> _AIM_
Identify the line that contains "Can you find the gas" in the material. Output it and every line after it, unchanged, through the end.

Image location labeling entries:
··········
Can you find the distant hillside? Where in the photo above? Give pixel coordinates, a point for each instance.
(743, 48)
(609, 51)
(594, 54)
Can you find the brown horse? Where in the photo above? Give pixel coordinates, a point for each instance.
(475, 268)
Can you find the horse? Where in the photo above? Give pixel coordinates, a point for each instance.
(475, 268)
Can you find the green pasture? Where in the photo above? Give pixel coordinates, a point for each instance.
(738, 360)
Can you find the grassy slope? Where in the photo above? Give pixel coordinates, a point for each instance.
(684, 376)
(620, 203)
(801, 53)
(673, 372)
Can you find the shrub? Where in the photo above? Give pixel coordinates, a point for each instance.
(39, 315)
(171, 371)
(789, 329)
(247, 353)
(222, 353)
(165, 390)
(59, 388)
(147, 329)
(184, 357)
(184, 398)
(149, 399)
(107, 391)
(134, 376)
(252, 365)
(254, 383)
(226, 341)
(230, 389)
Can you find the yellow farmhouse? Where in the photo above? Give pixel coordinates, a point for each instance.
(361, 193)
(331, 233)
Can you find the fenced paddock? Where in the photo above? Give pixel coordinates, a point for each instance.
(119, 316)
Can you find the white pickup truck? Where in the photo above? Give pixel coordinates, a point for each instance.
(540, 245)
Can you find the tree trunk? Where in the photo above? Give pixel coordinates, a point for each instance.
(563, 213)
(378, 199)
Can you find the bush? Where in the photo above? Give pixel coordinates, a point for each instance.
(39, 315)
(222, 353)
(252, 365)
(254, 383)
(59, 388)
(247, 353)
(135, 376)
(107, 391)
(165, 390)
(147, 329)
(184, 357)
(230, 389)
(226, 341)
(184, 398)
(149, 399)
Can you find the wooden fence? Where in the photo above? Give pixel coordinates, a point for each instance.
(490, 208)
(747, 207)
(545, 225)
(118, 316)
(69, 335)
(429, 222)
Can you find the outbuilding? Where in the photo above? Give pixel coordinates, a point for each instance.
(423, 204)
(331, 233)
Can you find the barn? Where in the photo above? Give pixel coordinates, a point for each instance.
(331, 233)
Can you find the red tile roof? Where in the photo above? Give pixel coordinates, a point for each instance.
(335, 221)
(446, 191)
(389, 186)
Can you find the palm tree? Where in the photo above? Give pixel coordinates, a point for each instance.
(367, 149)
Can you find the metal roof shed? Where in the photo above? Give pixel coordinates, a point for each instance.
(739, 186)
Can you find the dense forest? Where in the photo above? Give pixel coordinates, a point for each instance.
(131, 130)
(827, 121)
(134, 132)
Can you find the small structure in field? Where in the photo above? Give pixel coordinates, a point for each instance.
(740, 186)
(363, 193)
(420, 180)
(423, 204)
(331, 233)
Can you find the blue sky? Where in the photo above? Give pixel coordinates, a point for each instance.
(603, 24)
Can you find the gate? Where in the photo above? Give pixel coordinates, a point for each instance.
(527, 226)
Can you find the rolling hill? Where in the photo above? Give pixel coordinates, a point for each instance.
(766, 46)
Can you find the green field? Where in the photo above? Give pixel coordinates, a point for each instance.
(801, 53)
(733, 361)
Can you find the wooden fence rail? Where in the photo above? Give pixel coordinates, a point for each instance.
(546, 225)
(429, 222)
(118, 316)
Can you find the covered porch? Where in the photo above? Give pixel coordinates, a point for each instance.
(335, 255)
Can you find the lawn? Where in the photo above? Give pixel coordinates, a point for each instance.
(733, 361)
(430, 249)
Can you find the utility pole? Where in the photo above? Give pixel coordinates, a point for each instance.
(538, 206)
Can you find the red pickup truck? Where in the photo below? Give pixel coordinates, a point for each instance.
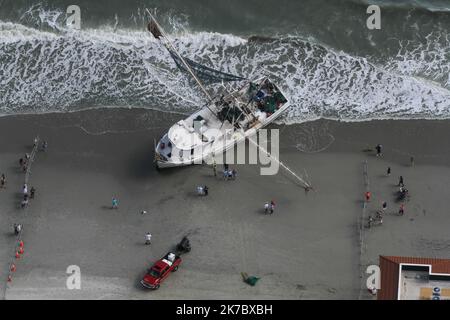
(161, 270)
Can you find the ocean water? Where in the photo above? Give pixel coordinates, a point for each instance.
(319, 52)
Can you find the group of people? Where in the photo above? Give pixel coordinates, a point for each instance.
(3, 181)
(227, 172)
(23, 162)
(27, 195)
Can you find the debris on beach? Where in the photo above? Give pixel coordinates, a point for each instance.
(251, 280)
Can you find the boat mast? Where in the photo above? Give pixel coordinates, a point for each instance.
(169, 45)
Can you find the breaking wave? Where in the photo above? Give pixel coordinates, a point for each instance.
(62, 70)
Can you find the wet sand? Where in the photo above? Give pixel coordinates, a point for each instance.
(308, 249)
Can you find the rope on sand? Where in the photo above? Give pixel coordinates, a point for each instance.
(32, 157)
(307, 185)
(361, 227)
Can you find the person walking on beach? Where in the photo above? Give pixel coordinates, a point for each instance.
(233, 174)
(225, 174)
(401, 211)
(3, 181)
(215, 168)
(115, 204)
(148, 238)
(24, 202)
(23, 164)
(32, 192)
(378, 148)
(17, 228)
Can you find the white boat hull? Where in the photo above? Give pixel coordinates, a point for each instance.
(167, 149)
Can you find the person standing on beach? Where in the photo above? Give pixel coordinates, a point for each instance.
(32, 192)
(378, 148)
(148, 238)
(215, 168)
(115, 204)
(3, 181)
(401, 211)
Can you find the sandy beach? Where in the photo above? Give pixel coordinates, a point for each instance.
(310, 248)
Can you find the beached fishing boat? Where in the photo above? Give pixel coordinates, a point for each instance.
(223, 121)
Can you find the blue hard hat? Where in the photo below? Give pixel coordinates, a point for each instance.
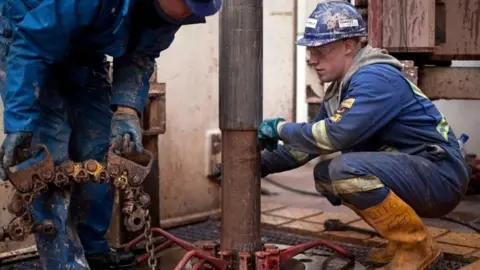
(332, 21)
(204, 8)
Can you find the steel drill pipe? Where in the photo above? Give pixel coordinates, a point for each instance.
(240, 82)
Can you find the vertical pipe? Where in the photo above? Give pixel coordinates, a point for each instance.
(241, 98)
(375, 26)
(301, 106)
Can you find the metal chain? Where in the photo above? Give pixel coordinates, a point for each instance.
(152, 260)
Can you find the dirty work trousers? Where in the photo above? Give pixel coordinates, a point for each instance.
(363, 179)
(75, 124)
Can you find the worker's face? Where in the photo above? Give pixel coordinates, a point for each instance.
(331, 61)
(175, 8)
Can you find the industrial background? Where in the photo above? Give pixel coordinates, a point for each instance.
(187, 78)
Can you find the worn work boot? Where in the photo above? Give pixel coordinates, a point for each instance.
(382, 255)
(111, 259)
(396, 221)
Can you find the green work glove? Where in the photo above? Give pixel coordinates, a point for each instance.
(13, 152)
(268, 134)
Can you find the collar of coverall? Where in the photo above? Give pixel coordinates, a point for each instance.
(364, 57)
(191, 19)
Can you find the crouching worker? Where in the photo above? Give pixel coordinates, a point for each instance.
(400, 159)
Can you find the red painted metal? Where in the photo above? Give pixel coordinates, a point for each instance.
(271, 257)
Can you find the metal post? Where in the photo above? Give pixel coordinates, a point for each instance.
(241, 68)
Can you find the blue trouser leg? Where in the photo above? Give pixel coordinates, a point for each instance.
(92, 203)
(364, 179)
(64, 251)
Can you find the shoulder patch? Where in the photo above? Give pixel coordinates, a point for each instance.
(343, 108)
(347, 103)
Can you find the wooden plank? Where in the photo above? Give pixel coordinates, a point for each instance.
(462, 27)
(449, 82)
(408, 25)
(375, 9)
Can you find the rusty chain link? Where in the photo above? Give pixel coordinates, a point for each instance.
(126, 175)
(149, 245)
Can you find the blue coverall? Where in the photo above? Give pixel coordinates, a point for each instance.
(391, 137)
(54, 82)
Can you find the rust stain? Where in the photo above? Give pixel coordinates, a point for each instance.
(285, 13)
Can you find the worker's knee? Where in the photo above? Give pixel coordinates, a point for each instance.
(343, 167)
(323, 184)
(320, 172)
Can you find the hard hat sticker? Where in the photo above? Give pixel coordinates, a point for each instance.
(347, 23)
(311, 23)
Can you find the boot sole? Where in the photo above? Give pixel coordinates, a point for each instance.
(430, 265)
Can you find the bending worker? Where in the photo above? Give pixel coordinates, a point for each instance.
(400, 159)
(56, 91)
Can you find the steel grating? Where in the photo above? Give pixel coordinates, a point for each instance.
(210, 230)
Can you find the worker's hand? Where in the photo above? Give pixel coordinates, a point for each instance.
(125, 131)
(13, 151)
(268, 133)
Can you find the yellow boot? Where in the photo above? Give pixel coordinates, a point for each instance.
(382, 255)
(397, 222)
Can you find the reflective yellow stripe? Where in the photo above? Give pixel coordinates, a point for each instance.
(299, 156)
(357, 184)
(387, 148)
(417, 90)
(443, 127)
(319, 132)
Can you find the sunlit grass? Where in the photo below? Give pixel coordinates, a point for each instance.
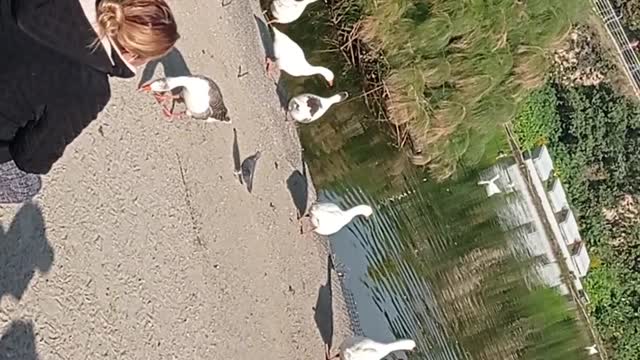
(459, 68)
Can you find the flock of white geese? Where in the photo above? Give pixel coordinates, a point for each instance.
(203, 101)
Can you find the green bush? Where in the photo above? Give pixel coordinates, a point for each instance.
(537, 120)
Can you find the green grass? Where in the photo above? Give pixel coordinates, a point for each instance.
(457, 70)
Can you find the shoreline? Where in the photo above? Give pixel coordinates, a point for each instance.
(120, 264)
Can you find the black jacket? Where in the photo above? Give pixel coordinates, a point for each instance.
(52, 82)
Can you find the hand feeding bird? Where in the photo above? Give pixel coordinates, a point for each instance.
(290, 58)
(306, 108)
(287, 11)
(201, 96)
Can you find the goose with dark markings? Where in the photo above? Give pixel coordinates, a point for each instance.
(306, 108)
(201, 96)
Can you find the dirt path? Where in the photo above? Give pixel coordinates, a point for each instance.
(122, 259)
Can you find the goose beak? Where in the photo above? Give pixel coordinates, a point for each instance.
(145, 88)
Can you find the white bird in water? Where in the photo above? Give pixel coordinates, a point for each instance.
(201, 96)
(306, 108)
(287, 11)
(290, 58)
(328, 218)
(362, 348)
(591, 350)
(491, 186)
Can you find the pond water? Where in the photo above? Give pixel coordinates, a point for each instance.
(433, 263)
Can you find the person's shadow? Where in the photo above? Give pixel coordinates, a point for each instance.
(323, 315)
(23, 249)
(173, 65)
(18, 341)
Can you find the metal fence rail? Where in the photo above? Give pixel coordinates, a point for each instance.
(628, 57)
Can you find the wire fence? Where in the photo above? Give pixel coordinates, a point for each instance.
(627, 52)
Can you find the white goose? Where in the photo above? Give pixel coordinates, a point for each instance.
(491, 186)
(306, 108)
(328, 218)
(290, 58)
(201, 96)
(288, 11)
(362, 348)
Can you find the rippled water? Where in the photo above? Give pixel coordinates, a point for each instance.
(432, 263)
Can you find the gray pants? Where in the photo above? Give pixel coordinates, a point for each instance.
(17, 186)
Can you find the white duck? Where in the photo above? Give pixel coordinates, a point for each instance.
(328, 218)
(491, 186)
(201, 96)
(362, 348)
(306, 108)
(290, 58)
(287, 11)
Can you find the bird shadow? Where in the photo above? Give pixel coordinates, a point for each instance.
(267, 44)
(237, 170)
(173, 64)
(23, 249)
(323, 315)
(18, 341)
(299, 190)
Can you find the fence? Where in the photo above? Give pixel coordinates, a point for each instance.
(628, 57)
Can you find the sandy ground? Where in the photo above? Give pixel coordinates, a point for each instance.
(143, 245)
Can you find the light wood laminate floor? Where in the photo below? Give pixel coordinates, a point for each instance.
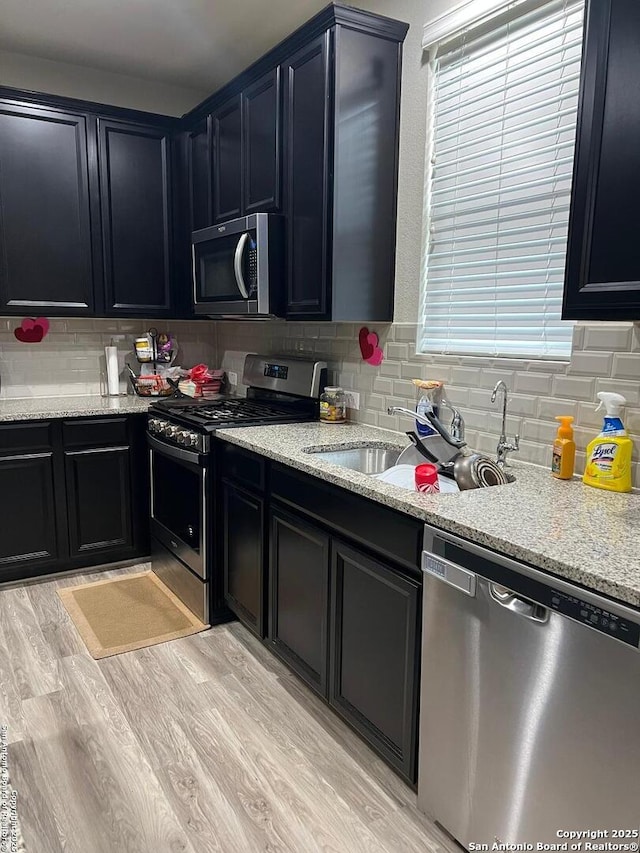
(203, 744)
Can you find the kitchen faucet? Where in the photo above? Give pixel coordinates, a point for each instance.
(504, 446)
(457, 422)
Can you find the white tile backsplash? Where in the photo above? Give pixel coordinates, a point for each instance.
(606, 357)
(69, 361)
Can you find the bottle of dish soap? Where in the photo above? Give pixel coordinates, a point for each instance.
(609, 454)
(564, 449)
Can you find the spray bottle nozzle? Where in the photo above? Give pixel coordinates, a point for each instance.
(612, 402)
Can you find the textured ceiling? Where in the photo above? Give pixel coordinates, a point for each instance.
(199, 44)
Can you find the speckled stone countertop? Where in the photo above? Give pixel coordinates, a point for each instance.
(37, 408)
(579, 533)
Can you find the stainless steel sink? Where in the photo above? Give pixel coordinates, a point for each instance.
(366, 460)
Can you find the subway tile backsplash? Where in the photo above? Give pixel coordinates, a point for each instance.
(68, 362)
(606, 357)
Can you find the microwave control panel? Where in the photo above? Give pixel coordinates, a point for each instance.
(276, 371)
(253, 269)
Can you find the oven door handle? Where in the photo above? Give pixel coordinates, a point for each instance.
(237, 264)
(191, 456)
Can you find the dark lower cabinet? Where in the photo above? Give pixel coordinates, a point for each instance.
(135, 194)
(243, 535)
(29, 511)
(99, 500)
(374, 653)
(298, 596)
(73, 494)
(46, 256)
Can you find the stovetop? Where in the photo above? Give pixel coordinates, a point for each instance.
(231, 411)
(189, 422)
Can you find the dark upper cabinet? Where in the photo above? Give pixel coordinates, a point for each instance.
(261, 145)
(246, 151)
(135, 194)
(602, 280)
(226, 125)
(341, 132)
(306, 117)
(243, 555)
(199, 175)
(374, 673)
(299, 595)
(46, 256)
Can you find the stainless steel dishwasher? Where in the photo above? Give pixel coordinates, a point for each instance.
(530, 702)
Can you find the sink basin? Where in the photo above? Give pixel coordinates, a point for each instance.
(366, 460)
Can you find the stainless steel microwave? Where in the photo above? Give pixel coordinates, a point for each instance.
(238, 267)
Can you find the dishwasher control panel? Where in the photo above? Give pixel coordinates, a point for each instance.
(595, 617)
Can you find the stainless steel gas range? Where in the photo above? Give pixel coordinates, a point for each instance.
(180, 435)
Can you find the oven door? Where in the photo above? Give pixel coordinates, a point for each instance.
(179, 503)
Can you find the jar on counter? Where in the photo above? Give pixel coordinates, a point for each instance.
(333, 406)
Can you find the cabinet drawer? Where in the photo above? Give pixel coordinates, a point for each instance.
(96, 432)
(24, 437)
(383, 530)
(237, 464)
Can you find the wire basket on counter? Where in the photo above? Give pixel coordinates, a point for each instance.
(153, 386)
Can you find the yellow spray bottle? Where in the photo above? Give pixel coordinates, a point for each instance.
(609, 454)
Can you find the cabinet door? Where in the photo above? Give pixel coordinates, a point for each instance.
(298, 608)
(199, 175)
(306, 121)
(99, 501)
(45, 234)
(261, 144)
(135, 199)
(243, 556)
(374, 674)
(28, 510)
(226, 126)
(602, 280)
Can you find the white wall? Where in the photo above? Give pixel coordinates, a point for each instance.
(75, 81)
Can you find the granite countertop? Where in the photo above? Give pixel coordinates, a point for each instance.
(37, 408)
(579, 533)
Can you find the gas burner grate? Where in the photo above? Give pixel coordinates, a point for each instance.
(236, 411)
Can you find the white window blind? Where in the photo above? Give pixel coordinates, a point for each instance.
(498, 187)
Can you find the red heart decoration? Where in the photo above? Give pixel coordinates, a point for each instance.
(376, 358)
(29, 336)
(32, 331)
(366, 347)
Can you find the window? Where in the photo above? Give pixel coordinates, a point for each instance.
(504, 97)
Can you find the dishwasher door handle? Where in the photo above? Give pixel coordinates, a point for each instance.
(520, 606)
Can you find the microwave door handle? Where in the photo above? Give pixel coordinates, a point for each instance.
(193, 274)
(237, 265)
··········
> _ANSWER FOR THIS EXERCISE_
Can you find the gas burner grate? Where in the photo above? Give pixel coordinates, a point for each instance.
(236, 411)
Can you find the white window blind? Where in the photo above? Give pixel coordinates, a point for each instance.
(498, 187)
Can you find the red heart decoration? Where in the photo above? Give pixel coordinates, a point for each instance.
(376, 358)
(29, 336)
(32, 331)
(366, 347)
Can you find the window? Where in the photo above? Give pixel coordinates, a point for each instance.
(504, 97)
Can you find the dishwasher door handle? Where in the photo above? Give pixel coordinates, a point for each instance.
(520, 606)
Can you find the microwave door handle? Where in the photo above? Give pixel coordinates, a point for each instance.
(193, 274)
(237, 265)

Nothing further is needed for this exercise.